EXERCISE TASKS:
1. For each statement, state whether it agrees with the passage on quantitative easing, answering yes or no and quoting the deciding words of the passage exactly: (a) The central bank creates the new money as physical banknotes. (b) Quantitative easing was used both after 2008 and during Covid in 2020. (c) Inflation rose sharply for over a decade after 2008.
2. Transcribe the passage on quantitative easing verbatim, beginning at the words "What is quantitative" and stopping after "cutting normally work?".

PASSAGE PROVIDED:
Segment Open

What is quantitative easing?

When the economy is struggling, central banks can create new money out of nowhere and use it to buy things. It sounds like cheating — here's why they do it and what the catch is.

Age 11–14

After the 2008 financial crisis, central banks around the world did something extraordinary: they created trillions of pounds, dollars, and euros out of thin air and pumped them into the economy. This process — called quantitative easing, or QE — sounds like it should cause chaos. Here's why it doesn't, quite, and why some people think it should.

First — how does interest rate cutting normally work?

When an economy slows down, the usual tool is cutting interest rates. Lower rates make borrowing cheaper, which encourages businesses to invest and people to spend. That stimulates growth. But there's a floor: you can't cut interest rates below zero (or not much below zero). When rates hit the floor and the economy is still struggling, central banks need another tool. That tool is QE.

🚿 Think of the economy as a bathtub that's draining too fast. Normally you turn up the tap (lower interest rates) to keep it full. But if the tap is already fully open and water is still draining out, you need a different approach — so the central bank hooks up a hose directly to the water main and blasts water in from a completely new source. That's QE: new money, pumped directly in.

So where does the money come from?

A central bank — like the Bank of England — creates new money electronically. Not physical banknotes: it's a digital entry in an account. It then uses this new money to buy assets, usually government bonds (IOUs issued by the government). The sellers of those bonds — typically banks and financial institutions — now have more cash, which they can lend out or invest. In theory, this cash flows through the financial system and into the real economy.

Did it work?

The honest answer is: probably, but less than hoped. QE prevented a complete financial collapse after 2008 and again during Covid in 2020. Credit kept flowing, businesses could still borrow, and the worst-case scenarios were avoided. But the benefits weren't evenly spread. Much of the money inflated the prices of financial assets — shares and property — which mostly benefited people who already owned shares and property. People without assets saw little direct benefit, which is one reason QE is often criticised for widening inequality.

What's the catch?

Creating money isn't free. If you flood the economy with new money without a corresponding increase in goods and services, prices rise — that's inflation. For over a decade after 2008, this didn't happen much and QE seemed like a free lunch. Then, post-Covid, when QE combined with supply chain disruptions, inflation shot up sharply. Central banks had to rapidly raise interest rates to bring it back down — causing the very economic pain they'd been trying to avoid. The lunch turned out not to be entirely free after all.

Segment Closed

RECORDS SUPPLIED:

Segment Open

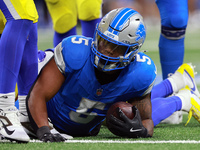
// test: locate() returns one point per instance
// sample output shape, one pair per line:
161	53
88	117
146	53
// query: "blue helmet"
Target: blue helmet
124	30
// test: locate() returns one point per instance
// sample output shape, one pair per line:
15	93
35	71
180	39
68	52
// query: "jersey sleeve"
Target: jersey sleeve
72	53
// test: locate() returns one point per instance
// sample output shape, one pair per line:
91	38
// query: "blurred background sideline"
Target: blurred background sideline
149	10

Segment Closed
Segment Open

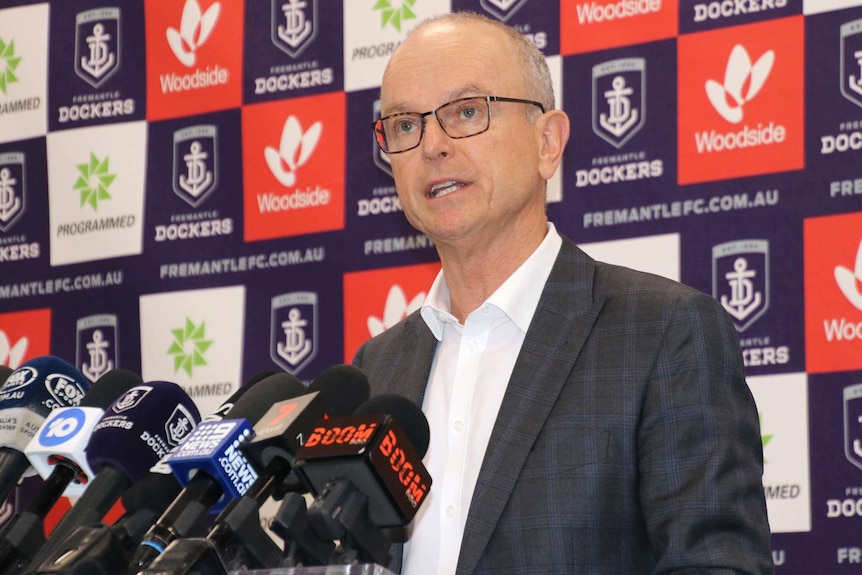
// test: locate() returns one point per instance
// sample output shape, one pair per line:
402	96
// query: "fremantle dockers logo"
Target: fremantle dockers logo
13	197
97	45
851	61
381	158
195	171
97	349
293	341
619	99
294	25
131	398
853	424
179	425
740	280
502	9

Segment Closed
Segment Open

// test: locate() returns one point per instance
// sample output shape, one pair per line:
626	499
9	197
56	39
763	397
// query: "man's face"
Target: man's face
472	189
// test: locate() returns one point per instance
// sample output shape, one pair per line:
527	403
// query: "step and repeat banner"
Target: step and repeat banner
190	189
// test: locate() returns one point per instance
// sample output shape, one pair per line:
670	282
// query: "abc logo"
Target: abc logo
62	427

Segment Closed

RESULTS FOR EACH TASK:
1.
(a) No: "Not physical banknotes: it's a digital entry in an account."
(b) Yes: "QE prevented a complete financial collapse after 2008 and again during Covid in 2020."
(c) No: "For over a decade after 2008, this didn't happen much and QE seemed like a free lunch."

2.
What is quantitative easing?

When the economy is struggling, central banks can create new money out of nowhere and use it to buy things. It sounds like cheating — here's why they do it and what the catch is.

Age 11–14

After the 2008 financial crisis, central banks around the world did something extraordinary: they created trillions of pounds, dollars, and euros out of thin air and pumped them into the economy. This process — called quantitative easing, or QE — sounds like it should cause chaos. Here's why it doesn't, quite, and why some people think it should.

First — how does interest rate cutting normally work?